» Direction
Repeat, exactly and completely, the material that follows. Omit the pictures.

» Dataset rows

--------------------------------------------------

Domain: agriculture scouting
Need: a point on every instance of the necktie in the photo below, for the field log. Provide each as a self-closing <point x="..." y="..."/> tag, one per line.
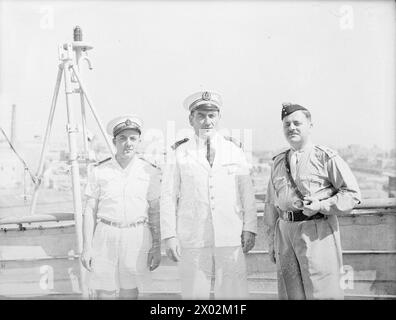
<point x="209" y="152"/>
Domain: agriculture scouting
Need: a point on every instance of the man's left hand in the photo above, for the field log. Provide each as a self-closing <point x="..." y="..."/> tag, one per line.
<point x="154" y="257"/>
<point x="311" y="206"/>
<point x="248" y="241"/>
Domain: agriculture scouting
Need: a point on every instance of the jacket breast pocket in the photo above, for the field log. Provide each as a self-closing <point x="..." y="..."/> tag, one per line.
<point x="231" y="168"/>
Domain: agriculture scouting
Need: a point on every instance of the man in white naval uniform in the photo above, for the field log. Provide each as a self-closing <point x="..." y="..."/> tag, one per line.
<point x="208" y="211"/>
<point x="121" y="236"/>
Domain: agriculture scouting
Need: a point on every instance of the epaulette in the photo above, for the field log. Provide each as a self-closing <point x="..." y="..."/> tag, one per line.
<point x="178" y="143"/>
<point x="102" y="161"/>
<point x="150" y="163"/>
<point x="235" y="141"/>
<point x="329" y="152"/>
<point x="278" y="154"/>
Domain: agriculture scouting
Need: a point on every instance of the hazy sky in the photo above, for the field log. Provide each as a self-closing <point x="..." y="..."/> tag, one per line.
<point x="336" y="58"/>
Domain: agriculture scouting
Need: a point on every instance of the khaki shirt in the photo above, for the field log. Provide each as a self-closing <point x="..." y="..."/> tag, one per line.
<point x="207" y="206"/>
<point x="320" y="173"/>
<point x="124" y="195"/>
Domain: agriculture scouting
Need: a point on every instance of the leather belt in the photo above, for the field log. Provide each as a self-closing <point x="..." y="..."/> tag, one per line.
<point x="295" y="216"/>
<point x="122" y="224"/>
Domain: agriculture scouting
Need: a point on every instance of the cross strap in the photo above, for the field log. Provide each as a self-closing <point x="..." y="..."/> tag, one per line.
<point x="289" y="175"/>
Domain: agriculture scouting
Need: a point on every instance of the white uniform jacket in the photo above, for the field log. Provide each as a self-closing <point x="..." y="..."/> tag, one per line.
<point x="207" y="206"/>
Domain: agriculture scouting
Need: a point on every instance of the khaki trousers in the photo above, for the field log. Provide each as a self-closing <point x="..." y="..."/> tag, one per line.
<point x="227" y="264"/>
<point x="309" y="259"/>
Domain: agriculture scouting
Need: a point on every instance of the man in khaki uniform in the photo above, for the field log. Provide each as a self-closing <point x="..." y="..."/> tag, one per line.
<point x="208" y="210"/>
<point x="308" y="186"/>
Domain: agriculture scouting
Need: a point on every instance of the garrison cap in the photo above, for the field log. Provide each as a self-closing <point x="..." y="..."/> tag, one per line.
<point x="121" y="123"/>
<point x="289" y="108"/>
<point x="203" y="100"/>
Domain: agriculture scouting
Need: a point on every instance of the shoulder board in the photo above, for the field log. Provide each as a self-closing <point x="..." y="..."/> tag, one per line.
<point x="280" y="153"/>
<point x="235" y="141"/>
<point x="178" y="143"/>
<point x="102" y="161"/>
<point x="149" y="162"/>
<point x="329" y="152"/>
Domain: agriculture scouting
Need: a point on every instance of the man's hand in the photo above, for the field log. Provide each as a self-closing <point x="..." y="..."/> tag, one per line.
<point x="311" y="206"/>
<point x="86" y="259"/>
<point x="172" y="247"/>
<point x="154" y="257"/>
<point x="271" y="252"/>
<point x="248" y="240"/>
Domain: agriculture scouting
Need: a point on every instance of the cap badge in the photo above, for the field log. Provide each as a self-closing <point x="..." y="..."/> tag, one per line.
<point x="206" y="96"/>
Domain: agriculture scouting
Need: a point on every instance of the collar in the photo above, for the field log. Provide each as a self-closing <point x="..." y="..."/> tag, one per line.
<point x="214" y="140"/>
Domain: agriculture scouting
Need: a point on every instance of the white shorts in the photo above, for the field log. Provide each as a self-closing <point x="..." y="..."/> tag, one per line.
<point x="119" y="258"/>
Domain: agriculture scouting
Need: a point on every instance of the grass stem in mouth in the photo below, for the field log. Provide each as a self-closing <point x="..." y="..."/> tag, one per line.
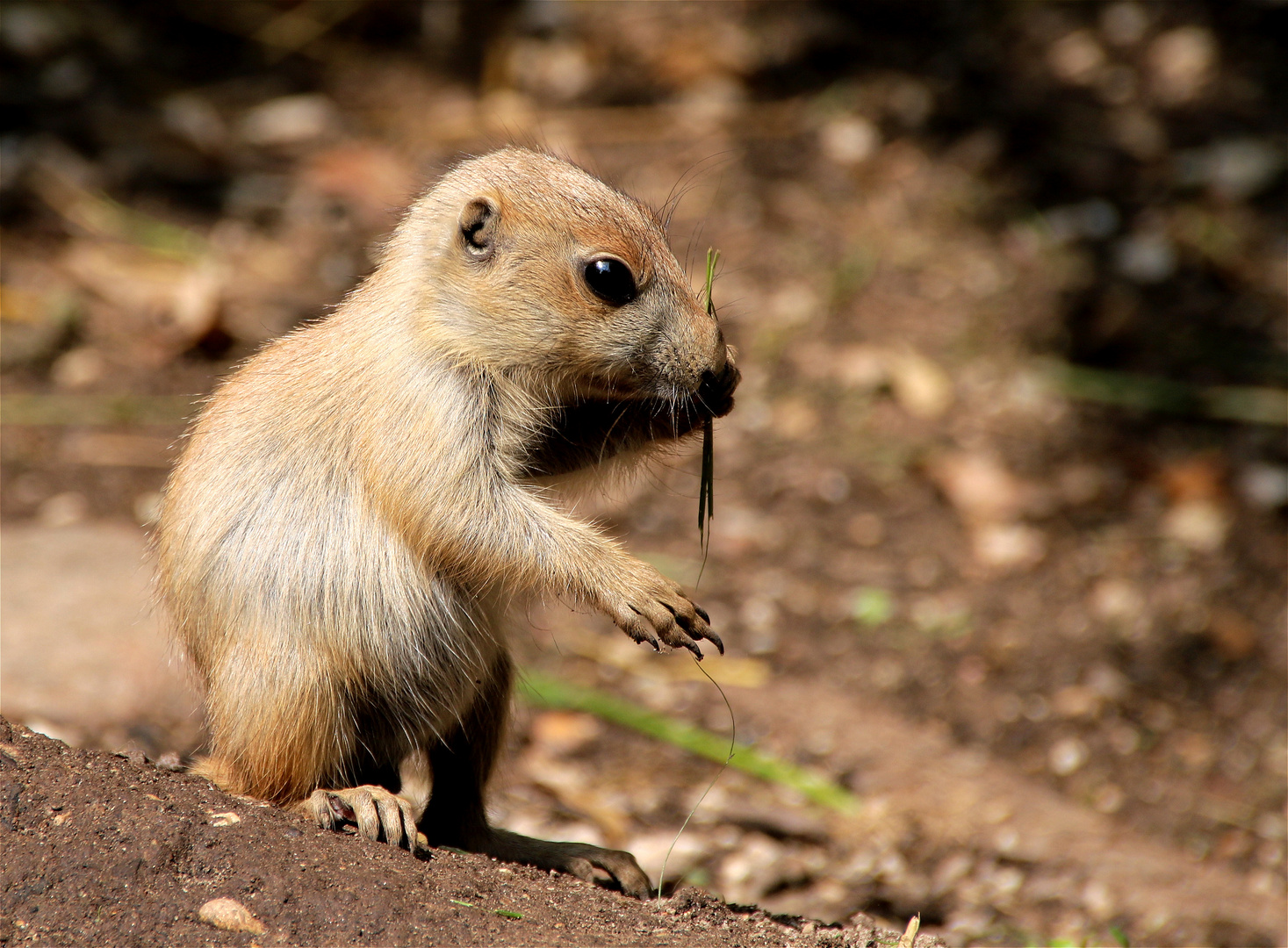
<point x="706" y="490"/>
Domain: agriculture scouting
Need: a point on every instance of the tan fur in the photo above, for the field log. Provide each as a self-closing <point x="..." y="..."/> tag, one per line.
<point x="352" y="512"/>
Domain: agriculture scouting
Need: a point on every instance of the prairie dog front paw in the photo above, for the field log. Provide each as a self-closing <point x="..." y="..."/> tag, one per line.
<point x="656" y="609"/>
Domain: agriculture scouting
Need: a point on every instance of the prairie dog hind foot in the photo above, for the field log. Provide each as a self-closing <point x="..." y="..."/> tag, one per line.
<point x="379" y="815"/>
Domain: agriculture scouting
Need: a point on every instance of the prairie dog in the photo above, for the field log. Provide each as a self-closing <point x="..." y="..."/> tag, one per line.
<point x="358" y="504"/>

--------------------------------------------------

» Result below
Domain: agriculture scouting
Need: a point on every instance of the necktie in the photo below, for the field log. Provide each as a self-closing <point x="..." y="..."/> tag, one per line.
<point x="209" y="152"/>
Domain: agriculture scouting
Need: a point on every instance of the man's left hand in the photo above, for the field log. Provide each as a self-closing <point x="..." y="..."/> tag, one per line.
<point x="154" y="257"/>
<point x="311" y="206"/>
<point x="248" y="241"/>
Domain: agriculture scouting
Need: a point on every instance of the jacket breast pocket in the photo above, for the field log. Provide each as a self-closing <point x="..." y="..."/> tag, one per line.
<point x="231" y="168"/>
Domain: agriculture scouting
Need: a point on every instance of the man in white naval uniform in the photo above, for the field log. Provide each as a self-closing <point x="..." y="..."/> tag, one per line.
<point x="208" y="211"/>
<point x="121" y="236"/>
Domain: agriculture scouting
Need: a point on every instance of the epaulette in the photo above, for the field log. Provide each as a self-closing <point x="..." y="..."/> tag, one per line.
<point x="178" y="143"/>
<point x="102" y="161"/>
<point x="150" y="163"/>
<point x="235" y="141"/>
<point x="329" y="152"/>
<point x="278" y="154"/>
Domain: agriculture scouting
Need: a point on every instance of the hazy sky in the photo above, for the field log. Provide each as a self-closing <point x="..." y="..."/> tag, one per line.
<point x="336" y="58"/>
Domain: agriculture scouting
Need: a point on every instance of the khaki shirt in the photo above, for the field log. Provide each as a self-closing <point x="..." y="..."/> tag, one per line.
<point x="207" y="206"/>
<point x="320" y="173"/>
<point x="124" y="195"/>
Domain: agriculture scouting
Need: a point on every instance of the leather belt in the photo above, for the field log. Provide each as a self-closing <point x="..." y="..."/> tag, one per line.
<point x="295" y="216"/>
<point x="122" y="224"/>
Domain: agriculture scouting
Need: a point on every instance of the cross strap in the photo above, for the field log. Provide each as a self-closing <point x="..." y="..."/> tag, one per line.
<point x="289" y="175"/>
Domain: agriculture scouting
Need: a point on every instance of the white uniform jacket in the photo above, for the field log. Provide each as a self-closing <point x="..." y="..."/> tag, one per line.
<point x="207" y="206"/>
Domain: agriculture scouting
Need: a point on every instance of the khaki trousers in the photo above, for the field log. Provide each as a self-closing <point x="..." y="..."/> tag, one per line.
<point x="227" y="264"/>
<point x="309" y="259"/>
Domain: agriculture scouting
Need: a point on every instance of the man in khaki uniform in the photo above, for the field log. Provide each as a self-closing <point x="..." y="..."/> tag, one per line.
<point x="208" y="210"/>
<point x="308" y="186"/>
Domain: agriculture scouting
Need: a point on every instance of the garrison cap in the photo above, for the field log. Provide each as a self-closing <point x="..." y="..."/> tag, one per line.
<point x="121" y="123"/>
<point x="289" y="108"/>
<point x="203" y="100"/>
Domain: agriculture scouting
Need: a point on every instance of the shoulder board in the photo above, for the field log. Provide each as a self-closing <point x="..." y="..."/> tag, one per line.
<point x="280" y="153"/>
<point x="235" y="141"/>
<point x="178" y="143"/>
<point x="102" y="161"/>
<point x="149" y="162"/>
<point x="329" y="152"/>
Domain: agriculture scouting
Need: a point on every instance of the man's hand in the photo above, for the field log. Provide each as a self-closing <point x="..." y="..."/> tag, one per line.
<point x="311" y="206"/>
<point x="86" y="259"/>
<point x="172" y="247"/>
<point x="154" y="257"/>
<point x="271" y="252"/>
<point x="248" y="240"/>
Domain: agriculture scouting
Need: a point on every instance of the cap badge in the photo above, for the field log. Provide each as a self-closing <point x="..." y="..."/> tag, one per line.
<point x="206" y="96"/>
Domain: agriculture scouting
Need: a point on every instance of the collar in the photo above, for the field log. Provide each as a self-closing <point x="..." y="..."/> tag, one per line.
<point x="214" y="140"/>
Domain: agriculture scouting
Need: a point on every instance of the white shorts in the photo above, for the field log. Provide each as a self-closing <point x="..." y="..."/> tag, one per line.
<point x="119" y="258"/>
Domain: agriculture scouting
Need: a point on every instance of the grass stem in mouth in the photo below, for the field log. Provide each as a self-closing <point x="..." y="..."/> tag, one per line.
<point x="706" y="490"/>
Domain: agriculture scouting
Need: a point on every instance of the tan fur in the photo above, for the field log. Provide each as a self-closing <point x="..." y="..."/> tag, one per line.
<point x="352" y="512"/>
Domain: agriculture scouting
Need: a point on every instance of the prairie dog front paw in the photo above, for the field log. Provide each as a self-closing <point x="..." y="..."/> tag, one per line.
<point x="656" y="609"/>
Domain: agriculture scouting
Need: a point on every instance of the prairie dog hind foot in the photo above, for the field log. Provide each as a self-closing <point x="..." y="..."/> tag, one per line.
<point x="379" y="815"/>
Domain: agriculture scouting
Need: a point on every instance of the prairie dog in the photo above, for the field log. Provide each as a self-closing <point x="..." y="..."/> tag, one per line.
<point x="358" y="504"/>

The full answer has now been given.